> [PROBLEM REQUIREMENTS]: Write every record out again exactly as given.

> [DATA TO USE]:
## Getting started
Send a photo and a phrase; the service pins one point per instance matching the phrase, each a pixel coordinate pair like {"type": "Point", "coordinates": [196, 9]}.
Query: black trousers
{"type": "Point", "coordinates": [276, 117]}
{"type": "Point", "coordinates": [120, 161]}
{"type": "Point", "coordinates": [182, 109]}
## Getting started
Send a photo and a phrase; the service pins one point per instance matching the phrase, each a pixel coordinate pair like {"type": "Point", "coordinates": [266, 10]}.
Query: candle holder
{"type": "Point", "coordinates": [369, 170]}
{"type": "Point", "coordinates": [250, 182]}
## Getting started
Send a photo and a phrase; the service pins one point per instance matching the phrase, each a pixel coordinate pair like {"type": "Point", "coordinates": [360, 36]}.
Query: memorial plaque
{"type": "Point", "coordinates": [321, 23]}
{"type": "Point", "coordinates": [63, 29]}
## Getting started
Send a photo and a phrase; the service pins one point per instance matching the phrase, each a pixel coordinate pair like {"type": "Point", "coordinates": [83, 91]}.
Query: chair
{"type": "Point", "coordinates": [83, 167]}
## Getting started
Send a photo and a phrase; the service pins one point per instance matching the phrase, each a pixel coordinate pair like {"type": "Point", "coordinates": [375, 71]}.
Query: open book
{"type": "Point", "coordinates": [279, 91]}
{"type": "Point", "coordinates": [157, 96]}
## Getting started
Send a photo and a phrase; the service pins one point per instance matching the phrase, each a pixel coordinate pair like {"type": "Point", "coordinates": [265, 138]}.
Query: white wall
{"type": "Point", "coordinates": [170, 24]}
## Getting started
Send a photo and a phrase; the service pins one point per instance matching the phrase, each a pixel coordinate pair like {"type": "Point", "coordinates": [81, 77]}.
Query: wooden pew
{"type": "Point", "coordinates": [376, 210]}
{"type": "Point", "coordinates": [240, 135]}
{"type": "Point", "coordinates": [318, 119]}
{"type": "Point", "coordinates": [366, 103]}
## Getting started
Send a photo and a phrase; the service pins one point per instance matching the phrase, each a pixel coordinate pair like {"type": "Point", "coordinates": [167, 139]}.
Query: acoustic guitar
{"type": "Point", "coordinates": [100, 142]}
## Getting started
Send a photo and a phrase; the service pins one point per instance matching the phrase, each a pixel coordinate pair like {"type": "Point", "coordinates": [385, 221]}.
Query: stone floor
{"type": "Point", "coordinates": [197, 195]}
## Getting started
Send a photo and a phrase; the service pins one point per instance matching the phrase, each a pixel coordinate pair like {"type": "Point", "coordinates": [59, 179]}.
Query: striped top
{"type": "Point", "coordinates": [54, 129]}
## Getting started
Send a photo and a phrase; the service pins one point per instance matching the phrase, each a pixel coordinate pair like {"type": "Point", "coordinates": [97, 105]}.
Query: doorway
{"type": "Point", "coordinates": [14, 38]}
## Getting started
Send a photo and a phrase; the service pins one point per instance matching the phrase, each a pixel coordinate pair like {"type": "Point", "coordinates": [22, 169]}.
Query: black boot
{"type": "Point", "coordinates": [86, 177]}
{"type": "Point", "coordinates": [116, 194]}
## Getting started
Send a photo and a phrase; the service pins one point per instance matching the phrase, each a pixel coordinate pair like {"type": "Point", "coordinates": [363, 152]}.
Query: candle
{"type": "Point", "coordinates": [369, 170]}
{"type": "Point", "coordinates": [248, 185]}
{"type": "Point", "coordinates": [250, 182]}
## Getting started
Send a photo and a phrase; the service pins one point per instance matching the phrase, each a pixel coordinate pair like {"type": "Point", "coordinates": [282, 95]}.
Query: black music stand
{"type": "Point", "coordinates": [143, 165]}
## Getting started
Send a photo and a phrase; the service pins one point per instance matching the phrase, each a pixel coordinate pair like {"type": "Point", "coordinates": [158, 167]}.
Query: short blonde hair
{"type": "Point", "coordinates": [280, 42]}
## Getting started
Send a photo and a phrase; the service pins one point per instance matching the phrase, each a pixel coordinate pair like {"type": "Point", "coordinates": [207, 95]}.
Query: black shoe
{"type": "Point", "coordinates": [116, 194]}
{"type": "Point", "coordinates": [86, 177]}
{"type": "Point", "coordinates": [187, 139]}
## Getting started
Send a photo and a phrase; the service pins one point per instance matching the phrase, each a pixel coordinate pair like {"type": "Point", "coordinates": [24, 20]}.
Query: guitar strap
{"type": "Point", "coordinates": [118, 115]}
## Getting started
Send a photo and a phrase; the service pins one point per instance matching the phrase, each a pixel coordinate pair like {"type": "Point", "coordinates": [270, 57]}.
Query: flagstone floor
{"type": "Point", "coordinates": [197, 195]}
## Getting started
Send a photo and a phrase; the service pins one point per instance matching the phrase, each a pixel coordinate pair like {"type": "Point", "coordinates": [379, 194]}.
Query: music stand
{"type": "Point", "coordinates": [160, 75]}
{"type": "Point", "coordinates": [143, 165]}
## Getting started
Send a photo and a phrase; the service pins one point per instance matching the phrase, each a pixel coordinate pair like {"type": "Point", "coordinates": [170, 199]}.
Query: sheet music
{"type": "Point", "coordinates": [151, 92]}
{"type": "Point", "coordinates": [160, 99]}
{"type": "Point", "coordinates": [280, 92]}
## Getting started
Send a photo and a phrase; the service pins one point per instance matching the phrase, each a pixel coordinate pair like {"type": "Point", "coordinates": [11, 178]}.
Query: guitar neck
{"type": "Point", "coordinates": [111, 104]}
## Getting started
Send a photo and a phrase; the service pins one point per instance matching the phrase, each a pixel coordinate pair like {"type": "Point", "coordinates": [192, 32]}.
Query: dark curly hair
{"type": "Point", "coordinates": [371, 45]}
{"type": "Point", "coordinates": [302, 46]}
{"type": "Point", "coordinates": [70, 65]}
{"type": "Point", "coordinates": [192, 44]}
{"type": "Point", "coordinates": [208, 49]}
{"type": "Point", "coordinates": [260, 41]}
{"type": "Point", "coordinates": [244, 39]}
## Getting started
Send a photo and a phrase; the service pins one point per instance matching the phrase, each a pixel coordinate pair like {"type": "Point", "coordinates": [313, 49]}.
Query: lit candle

> [WRITTEN ANSWER]:
## Getting started
Send a photo and a phrase; the service pins one point per instance matching the phrase, each a pixel coordinate pair like {"type": "Point", "coordinates": [196, 9]}.
Query: black trousers
{"type": "Point", "coordinates": [276, 117]}
{"type": "Point", "coordinates": [120, 161]}
{"type": "Point", "coordinates": [182, 109]}
## Getting started
Send a photo and a phrase; the service pins one point per instance matching the phrase, each a pixel coordinate pair like {"type": "Point", "coordinates": [266, 10]}.
Query: candle holder
{"type": "Point", "coordinates": [369, 170]}
{"type": "Point", "coordinates": [250, 182]}
## Getting started
Send a photo and a phrase; the service pins one point per instance matching the phrase, each a pixel coordinate pair like {"type": "Point", "coordinates": [360, 36]}.
Query: memorial plaque
{"type": "Point", "coordinates": [321, 23]}
{"type": "Point", "coordinates": [63, 29]}
## Getting started
Send a photo and a phrase; the service pins one point per instance matching the phrase, each a pixel coordinate pair like {"type": "Point", "coordinates": [83, 91]}.
Query: chair
{"type": "Point", "coordinates": [83, 167]}
## Getting started
Send a photo and a phrase; the service pins one point per instance matching the phrase, each a pixel coordinate pair like {"type": "Point", "coordinates": [375, 71]}.
Query: open book
{"type": "Point", "coordinates": [279, 91]}
{"type": "Point", "coordinates": [157, 96]}
## Getting started
Send a photo and a phrase; the service pins one point per instance matching the phrase, each a pixel coordinate pair like {"type": "Point", "coordinates": [265, 138]}.
Query: white wall
{"type": "Point", "coordinates": [170, 24]}
## Getting started
Send a photo and a phrase; the service pins one point per instance matching the phrase, each a pixel coordinate pair like {"type": "Point", "coordinates": [81, 77]}.
Query: wooden pew
{"type": "Point", "coordinates": [376, 210]}
{"type": "Point", "coordinates": [240, 135]}
{"type": "Point", "coordinates": [318, 119]}
{"type": "Point", "coordinates": [366, 103]}
## Getting started
Send a photo and a phrase; the service pins one point per instance matching the phrase, each a pixel coordinate pair like {"type": "Point", "coordinates": [167, 139]}.
Query: acoustic guitar
{"type": "Point", "coordinates": [100, 142]}
## Getting started
Send a photo and a phrase; the service pins one point per instance matching the phrase, each a pixel coordinate pair like {"type": "Point", "coordinates": [385, 221]}.
Query: stone floor
{"type": "Point", "coordinates": [197, 195]}
## Getting started
Send a photo and a phrase; the service pins one point per instance matching the phrase, each a pixel coordinate pair like {"type": "Point", "coordinates": [59, 179]}.
Query: striped top
{"type": "Point", "coordinates": [54, 129]}
## Getting started
Send a photo and a phrase; the service pins one point per instance matching the phrase, each a pixel coordinate pair like {"type": "Point", "coordinates": [97, 105]}.
Query: doorway
{"type": "Point", "coordinates": [14, 38]}
## Getting started
Send a photo and a phrase; the service pins one point per instance matching the phrase, each a pixel coordinate pair like {"type": "Point", "coordinates": [22, 169]}.
Query: black boot
{"type": "Point", "coordinates": [86, 177]}
{"type": "Point", "coordinates": [116, 194]}
## Getting started
Send a photo and a phrase; the service pins one point per instance matching the phrase, each a pixel coordinate pair like {"type": "Point", "coordinates": [363, 152]}.
Query: candle
{"type": "Point", "coordinates": [369, 170]}
{"type": "Point", "coordinates": [248, 185]}
{"type": "Point", "coordinates": [250, 182]}
## Getting started
Send a photo and a phrase; the service pins one point per instance matching the phrase, each a pixel coordinate pair like {"type": "Point", "coordinates": [282, 95]}.
Query: black music stand
{"type": "Point", "coordinates": [143, 165]}
## Getting started
Send a photo and a phrase; the service pins one point per instance matching the phrase, each a pixel coordinate pair like {"type": "Point", "coordinates": [158, 167]}.
Query: short blonde hair
{"type": "Point", "coordinates": [280, 42]}
## Getting started
Send a photo and a phrase; the service pins one point per instance matching the phrase, each a pixel coordinate pair like {"type": "Point", "coordinates": [207, 95]}.
Query: black shoe
{"type": "Point", "coordinates": [116, 194]}
{"type": "Point", "coordinates": [86, 177]}
{"type": "Point", "coordinates": [187, 139]}
## Getting started
Send a photo and a phrase; the service pins one point per instance matching the phrase, each a pixel coordinate pair like {"type": "Point", "coordinates": [24, 20]}.
Query: guitar strap
{"type": "Point", "coordinates": [118, 115]}
## Getting started
Send a photo and a phrase; the service pins one point per instance matching the phrase, each a pixel coordinate pair like {"type": "Point", "coordinates": [270, 57]}.
Query: flagstone floor
{"type": "Point", "coordinates": [197, 195]}
## Getting started
Send a photo and a phrase; the service pins one point per instance matching the phrase, each a pixel coordinate pair like {"type": "Point", "coordinates": [379, 194]}.
Query: music stand
{"type": "Point", "coordinates": [160, 75]}
{"type": "Point", "coordinates": [143, 165]}
## Getting started
Send a photo and a phrase; the service pins one point per instance matching the phrase, each a pixel coordinate pair like {"type": "Point", "coordinates": [170, 199]}.
Query: sheet music
{"type": "Point", "coordinates": [151, 92]}
{"type": "Point", "coordinates": [160, 99]}
{"type": "Point", "coordinates": [280, 92]}
## Getting started
Send a photo and a phrase; the service pins one point per instance matching the phrase, each a pixel coordinate pair like {"type": "Point", "coordinates": [11, 178]}.
Query: guitar neck
{"type": "Point", "coordinates": [111, 104]}
## Getting started
Send a photo and a phrase; the service pins one point per instance matching the phrase, each a pixel coordinate pair like {"type": "Point", "coordinates": [192, 32]}.
Query: dark curly hair
{"type": "Point", "coordinates": [371, 45]}
{"type": "Point", "coordinates": [302, 46]}
{"type": "Point", "coordinates": [70, 65]}
{"type": "Point", "coordinates": [192, 44]}
{"type": "Point", "coordinates": [208, 49]}
{"type": "Point", "coordinates": [260, 41]}
{"type": "Point", "coordinates": [244, 39]}
## Getting started
Send a photo and a phrase; the service pins one point per instance matching the phrase, each a pixel coordinate pair like {"type": "Point", "coordinates": [313, 49]}.
Query: lit candle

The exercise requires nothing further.